## STATED EXERCISE
Retype the following lines exactly as they appear, leaving the pictures out of your answer.

## EXTRACTED RECORDS
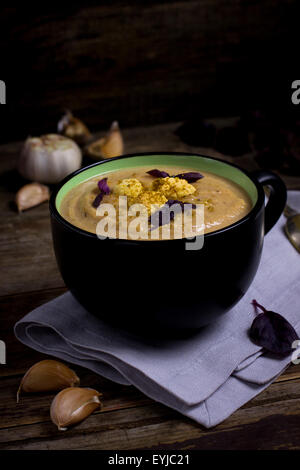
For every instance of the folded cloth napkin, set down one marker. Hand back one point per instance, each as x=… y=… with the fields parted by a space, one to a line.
x=207 y=376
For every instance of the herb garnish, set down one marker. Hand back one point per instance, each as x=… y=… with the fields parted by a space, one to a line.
x=272 y=331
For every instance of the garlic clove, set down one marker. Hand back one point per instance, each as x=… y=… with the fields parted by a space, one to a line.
x=31 y=195
x=49 y=158
x=108 y=147
x=46 y=376
x=73 y=405
x=73 y=128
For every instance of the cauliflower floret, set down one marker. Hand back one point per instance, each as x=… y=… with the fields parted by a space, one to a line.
x=148 y=198
x=130 y=187
x=173 y=188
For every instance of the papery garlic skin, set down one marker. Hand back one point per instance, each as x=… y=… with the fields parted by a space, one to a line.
x=31 y=195
x=48 y=375
x=49 y=158
x=73 y=405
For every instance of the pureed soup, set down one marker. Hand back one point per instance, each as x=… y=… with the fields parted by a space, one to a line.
x=224 y=201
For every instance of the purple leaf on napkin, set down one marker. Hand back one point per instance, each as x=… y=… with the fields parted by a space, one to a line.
x=272 y=331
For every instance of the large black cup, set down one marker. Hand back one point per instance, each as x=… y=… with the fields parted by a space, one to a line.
x=161 y=284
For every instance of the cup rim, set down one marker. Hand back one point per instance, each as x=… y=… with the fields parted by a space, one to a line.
x=252 y=213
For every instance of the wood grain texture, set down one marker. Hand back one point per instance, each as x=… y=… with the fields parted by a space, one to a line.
x=128 y=420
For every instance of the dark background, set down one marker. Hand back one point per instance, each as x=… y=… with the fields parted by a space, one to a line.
x=145 y=62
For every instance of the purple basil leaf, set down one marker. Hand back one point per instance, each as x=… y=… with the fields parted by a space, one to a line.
x=163 y=216
x=272 y=331
x=97 y=200
x=103 y=186
x=158 y=174
x=190 y=177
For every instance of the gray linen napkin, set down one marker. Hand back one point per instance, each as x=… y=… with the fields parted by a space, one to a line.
x=206 y=377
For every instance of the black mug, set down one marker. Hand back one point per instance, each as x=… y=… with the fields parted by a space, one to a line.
x=152 y=285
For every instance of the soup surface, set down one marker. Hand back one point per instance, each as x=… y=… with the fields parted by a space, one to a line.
x=224 y=202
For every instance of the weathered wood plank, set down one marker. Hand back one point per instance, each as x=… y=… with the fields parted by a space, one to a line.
x=34 y=409
x=27 y=259
x=155 y=426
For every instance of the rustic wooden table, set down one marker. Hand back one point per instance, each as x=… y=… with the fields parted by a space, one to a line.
x=128 y=420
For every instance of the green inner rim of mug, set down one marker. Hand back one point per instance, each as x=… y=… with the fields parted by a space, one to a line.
x=190 y=162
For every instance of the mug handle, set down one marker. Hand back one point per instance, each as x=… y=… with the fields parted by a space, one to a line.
x=277 y=197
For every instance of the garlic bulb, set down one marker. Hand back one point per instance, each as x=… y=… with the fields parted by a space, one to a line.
x=74 y=128
x=46 y=376
x=31 y=195
x=49 y=158
x=108 y=147
x=72 y=405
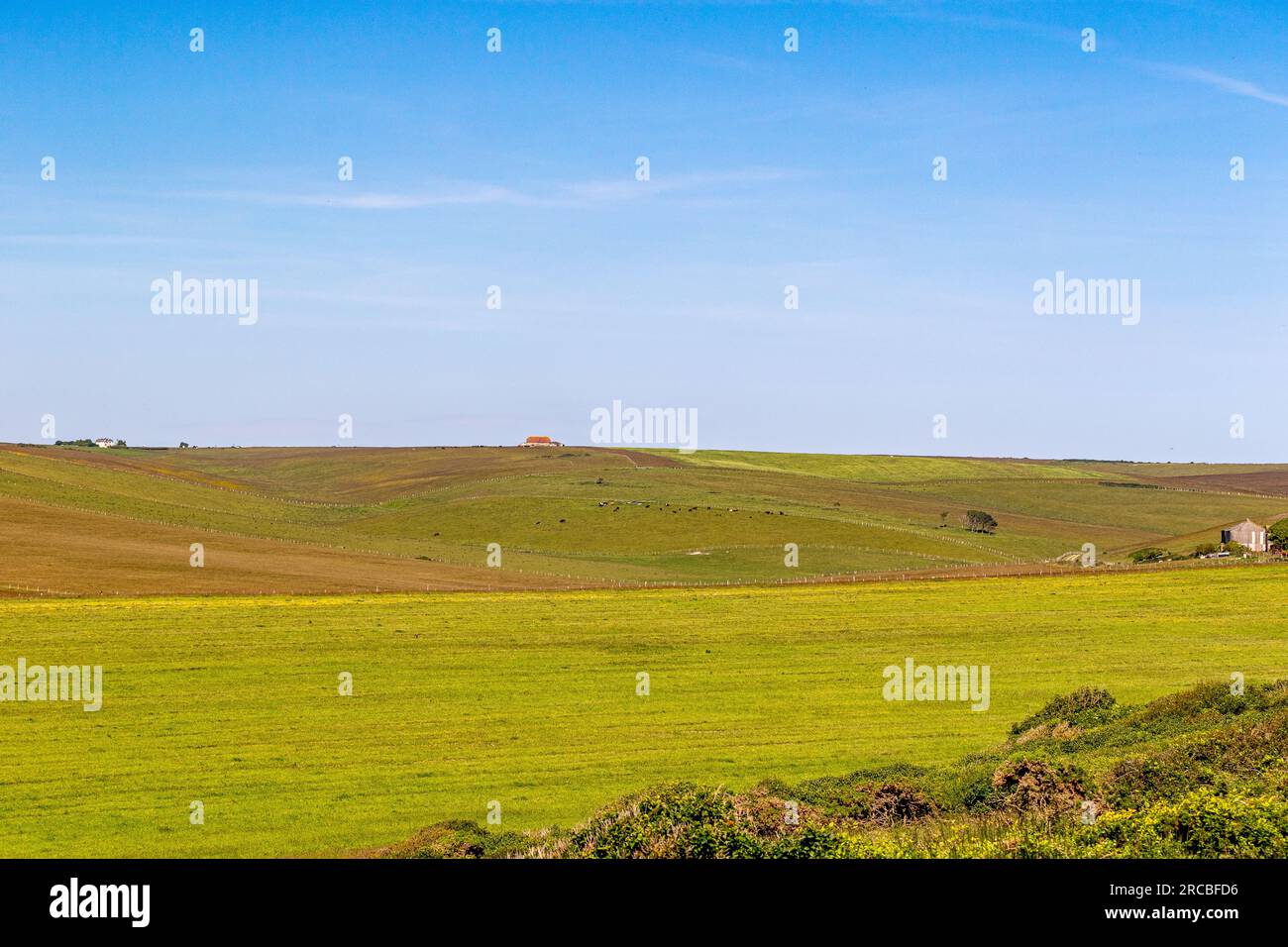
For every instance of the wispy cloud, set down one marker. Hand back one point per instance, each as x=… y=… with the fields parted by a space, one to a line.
x=1235 y=86
x=562 y=193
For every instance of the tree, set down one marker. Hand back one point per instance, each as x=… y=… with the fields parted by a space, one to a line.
x=978 y=521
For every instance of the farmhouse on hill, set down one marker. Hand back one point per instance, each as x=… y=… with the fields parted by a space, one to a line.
x=1247 y=534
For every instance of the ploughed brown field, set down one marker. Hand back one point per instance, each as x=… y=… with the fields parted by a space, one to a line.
x=329 y=519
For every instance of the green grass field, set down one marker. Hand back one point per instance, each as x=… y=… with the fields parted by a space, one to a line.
x=529 y=698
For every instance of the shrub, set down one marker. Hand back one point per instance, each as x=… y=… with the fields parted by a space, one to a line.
x=1086 y=706
x=1026 y=785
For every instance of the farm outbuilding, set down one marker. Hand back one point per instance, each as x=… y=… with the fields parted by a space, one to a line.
x=1247 y=534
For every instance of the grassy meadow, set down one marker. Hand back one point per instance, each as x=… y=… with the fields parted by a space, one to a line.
x=529 y=698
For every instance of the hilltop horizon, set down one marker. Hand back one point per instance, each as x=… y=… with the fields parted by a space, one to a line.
x=664 y=450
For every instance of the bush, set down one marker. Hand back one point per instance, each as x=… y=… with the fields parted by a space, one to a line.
x=1086 y=706
x=978 y=521
x=1035 y=787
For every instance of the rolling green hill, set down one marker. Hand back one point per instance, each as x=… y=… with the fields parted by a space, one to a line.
x=94 y=521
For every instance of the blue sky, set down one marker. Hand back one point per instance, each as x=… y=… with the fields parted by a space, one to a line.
x=767 y=169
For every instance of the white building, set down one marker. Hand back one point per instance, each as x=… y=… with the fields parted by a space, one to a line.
x=1247 y=534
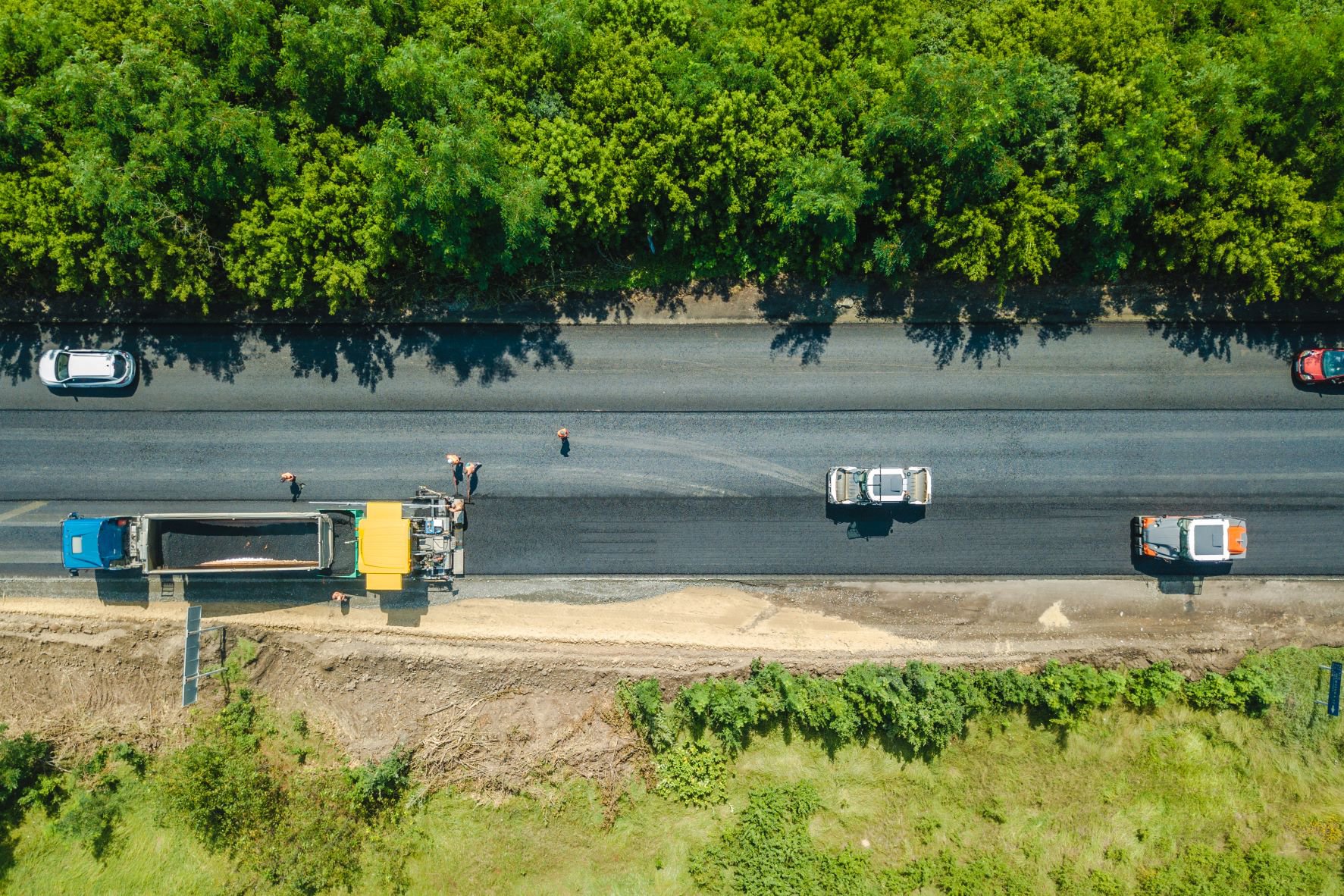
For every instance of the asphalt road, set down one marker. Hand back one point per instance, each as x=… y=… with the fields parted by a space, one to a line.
x=723 y=493
x=686 y=368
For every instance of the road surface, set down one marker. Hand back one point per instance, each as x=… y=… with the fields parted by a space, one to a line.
x=700 y=450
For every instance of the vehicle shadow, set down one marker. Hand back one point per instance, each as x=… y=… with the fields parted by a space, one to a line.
x=1176 y=577
x=873 y=522
x=121 y=587
x=1324 y=390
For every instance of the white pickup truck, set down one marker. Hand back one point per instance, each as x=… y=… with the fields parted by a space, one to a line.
x=879 y=485
x=1196 y=539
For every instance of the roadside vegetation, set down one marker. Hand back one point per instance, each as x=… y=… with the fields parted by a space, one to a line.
x=1071 y=781
x=328 y=155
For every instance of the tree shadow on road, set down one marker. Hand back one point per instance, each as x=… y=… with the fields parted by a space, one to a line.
x=485 y=353
x=873 y=522
x=215 y=351
x=1208 y=324
x=803 y=315
x=979 y=324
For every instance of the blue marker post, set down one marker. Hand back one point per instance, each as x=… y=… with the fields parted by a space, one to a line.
x=1332 y=703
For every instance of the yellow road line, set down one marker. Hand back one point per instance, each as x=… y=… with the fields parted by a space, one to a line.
x=26 y=508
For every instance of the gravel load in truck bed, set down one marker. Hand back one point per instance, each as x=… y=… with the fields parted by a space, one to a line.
x=187 y=544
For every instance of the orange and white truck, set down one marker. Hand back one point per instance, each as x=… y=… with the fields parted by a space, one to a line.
x=1192 y=539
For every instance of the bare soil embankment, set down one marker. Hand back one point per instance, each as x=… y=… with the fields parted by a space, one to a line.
x=497 y=692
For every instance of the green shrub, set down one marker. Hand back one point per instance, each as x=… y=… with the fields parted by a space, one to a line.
x=980 y=875
x=1147 y=689
x=643 y=703
x=1069 y=694
x=90 y=819
x=769 y=852
x=219 y=784
x=375 y=786
x=1211 y=694
x=694 y=772
x=313 y=845
x=23 y=762
x=1201 y=871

## TASK ANSWER
For every instance of the folded cloth napkin, set down one marker. Hand back one point per instance, each as x=… y=… with the fields parted by a space, one to a line.
x=207 y=376
For every instance of the herb garnish, set down one marker. Hand back one point per instance, each as x=… y=… with the fields parted by a space, one to a line.
x=272 y=331
For every instance of the garlic clove, set down one marker. Hand back one point per instance, each as x=… y=… with the fields parted by a space, one to a line.
x=31 y=195
x=49 y=158
x=108 y=147
x=46 y=376
x=73 y=405
x=73 y=128
For every instance of the cauliflower floret, set down one marker. Hand back one point per instance, each as x=… y=… with the fields parted by a space, one to a line.
x=148 y=198
x=130 y=187
x=173 y=188
For every instance of the papery garlic skin, set down one marker. Hand back one point per instance, each as x=… y=… with the fields parted by a space, one to a line.
x=31 y=195
x=48 y=375
x=49 y=158
x=73 y=405
For every instance of the pureed soup, set down one marker. Hand back one point per instance, each as x=… y=… with the fields parted by a space, one to a line.
x=224 y=201
For every instance of the purple leaf on napkin, set down one marker. Hand back one point per instance, each as x=… y=… with the fields parted by a space, one to a line.
x=272 y=331
For every instance of the large black cup, set down one marker. Hand back one point per instance, each as x=… y=… with the fields parted by a space, one to a line.
x=161 y=284
For every instance of the cup rim, set down one marker. Hand back one point per instance, each as x=… y=… with the fields parted by a space, one to a line.
x=252 y=213
For every instance of the wood grain texture, set down one marker. Hand back one point per instance, each as x=… y=… with the fields parted by a space, one to a line.
x=128 y=420
For every instance of the dark background, set down one marker. Hand back one point per instance, each as x=… y=… with the fields parted by a space, one to a line.
x=145 y=62
For every instance of the purple basil leaf, set down one marker. Hand back one point per instance, each as x=… y=… with the fields parted by a space, one to a line.
x=163 y=216
x=272 y=331
x=97 y=200
x=103 y=186
x=158 y=174
x=190 y=177
For every instance of the gray linen napkin, set down one marker. Hand back one point per instance, each as x=… y=… with the fields parted by a space, one to a line.
x=206 y=377
For every instance of the black mug, set down one marker. Hand back one point per instance, each as x=… y=… with the fields parted by a space, one to a line.
x=152 y=285
For every instance of the soup surface, set down one marker. Hand back one point per instance, each as x=… y=… with the fields parted by a space, one to a line.
x=224 y=202
For every instance of the weathered wood plank, set down one marker. Hand back one point per instance, each as x=… y=… with the fields parted by a space, one to a line.
x=34 y=409
x=27 y=259
x=155 y=426
For every instance of the rustic wooden table, set down one marker. Hand back one point per instance, each as x=… y=… with the fields parted by a space, one to a line.
x=128 y=420
For every instance of the green inner rim of mug, set down one marker. Hand back one point per instance, each as x=… y=… with the fields parted by a space, one to a line.
x=190 y=162
For every instance of the mug handle, set down one marker. Hand back one point per instance, each as x=… y=… with the fields parted by a space, one to a line.
x=277 y=197
For every instance of the garlic bulb, set down one marker. Hand back one point per instance, each as x=… y=… with the fields parted by a space, one to a line.
x=74 y=128
x=46 y=376
x=31 y=195
x=49 y=158
x=108 y=147
x=72 y=405
For every instance of the wispy cloud, set down one marker. Hand back one point per instance, each as x=… y=… with the fields parted by a space, one to a line.
x=1235 y=86
x=562 y=193
For every instance of the tree, set down one marker. Hand back one point per instance, each as x=… y=… with the fields parted by a space, one to a line.
x=978 y=521
For every instance of the farmhouse on hill, set down one marker. Hand back one point per instance, each as x=… y=… with the fields parted by a space, one to a line.
x=1247 y=534
For every instance of the ploughed brown field, set down one marker. Hand back one point per instance, each as x=… y=… with the fields parted by a space, one to a line.
x=329 y=519
For every instance of the green grass field, set down one marker. Hand back one point per instance, each as x=… y=… with the fields parted by a space, one to a line.
x=529 y=698
For every instance of the shrub, set down one marker. Hand back one point per instance, each as x=… y=… with the fields parted by a space, one to a line.
x=1086 y=706
x=1026 y=785
For every instance of the farm outbuilding, set down one marker. Hand back one point per instance, each as x=… y=… with the fields parted by a space, one to a line.
x=1247 y=534
For every instance of the grassy meadow, set down one marker. Hand back one point per instance, each as x=… y=… with the fields parted by a space, one to a line.
x=529 y=698
For every instance of the hilltop horizon, set down one marker. Hand back one point per instance, each as x=… y=… with the fields parted by a space, one to a line.
x=664 y=450
For every instance of the bush, set down one marker. Hand back one point per instance, each as x=… y=… with the fields parted by a space, one to a line.
x=1086 y=706
x=978 y=521
x=1035 y=787
For every instance of the rolling green hill, set down one marker. Hand back one point per instance, each as x=… y=… with the fields parted by a space, one to a line.
x=94 y=521
For every instance of the blue sky, set down one marker. Hand back one point per instance, each as x=… y=… with the fields parted by a space, one to a line.
x=767 y=169
For every instance of the white building, set down one marker. Hand back one point per instance, each as x=… y=… with the fields parted by a space, one to a line.
x=1247 y=534
For every instance of the asphalt road, set down one marker. Hand back one point per instance, each as x=… y=… with the fields parted by a space, one to a line.
x=723 y=493
x=686 y=368
For every instance of the road surface, set down one marker. Hand back one point per instance, each as x=… y=… with the fields parted by a space, one to a line.
x=700 y=450
For every instance of the vehicle shadow, set down one marker. Hand back one point per instance, each as x=… y=… with the fields parted by a space, one to a line.
x=1176 y=577
x=873 y=522
x=121 y=587
x=1324 y=390
For every instance of the white pickup truck, set down one marker. Hand back one point per instance, each as x=… y=… with the fields parted by a space, one to a line.
x=879 y=485
x=1196 y=539
For every instance of the roadside vegetation, set down one marker. Hand back one point per instance, each as x=… y=… with the fields parted by a space, one to a line.
x=1071 y=781
x=328 y=155
For every instance of the tree shadow on road, set down one marker. Hand back one point per instance, each as x=… y=… with the fields parted by a space, one to a line.
x=485 y=353
x=873 y=522
x=215 y=351
x=1208 y=324
x=803 y=315
x=979 y=324
For every instance of the blue marker post, set down one marker. Hand back one point per instance, each as x=… y=… with the fields parted by a space, one to a line.
x=1332 y=703
For every instance of the yellow road line, set down one marker. Hand back one point per instance, each as x=… y=… with the fields parted by a space, one to a line.
x=26 y=508
For every instance of the gravel load in truck bed, set down one marker. Hand back one point per instance, each as x=… y=… with the fields parted by a space, one to a line.
x=187 y=544
For every instance of the orange and white truck, set down one marker. Hand back one point per instance, each as x=… y=… with the fields parted by a space, one to a line.
x=1192 y=539
For every instance of the bare soil embankment, set down one marker. Hand back one point per instance, each as x=… y=… with the fields parted by a space, one to a line.
x=497 y=692
For every instance of the green shrub, set down one marker. Hand back one point per instance, each as x=… y=… with the fields parted by a space, one to a line.
x=980 y=875
x=1147 y=689
x=643 y=703
x=1069 y=694
x=90 y=819
x=769 y=852
x=219 y=784
x=375 y=786
x=1211 y=694
x=694 y=772
x=313 y=845
x=23 y=762
x=1201 y=871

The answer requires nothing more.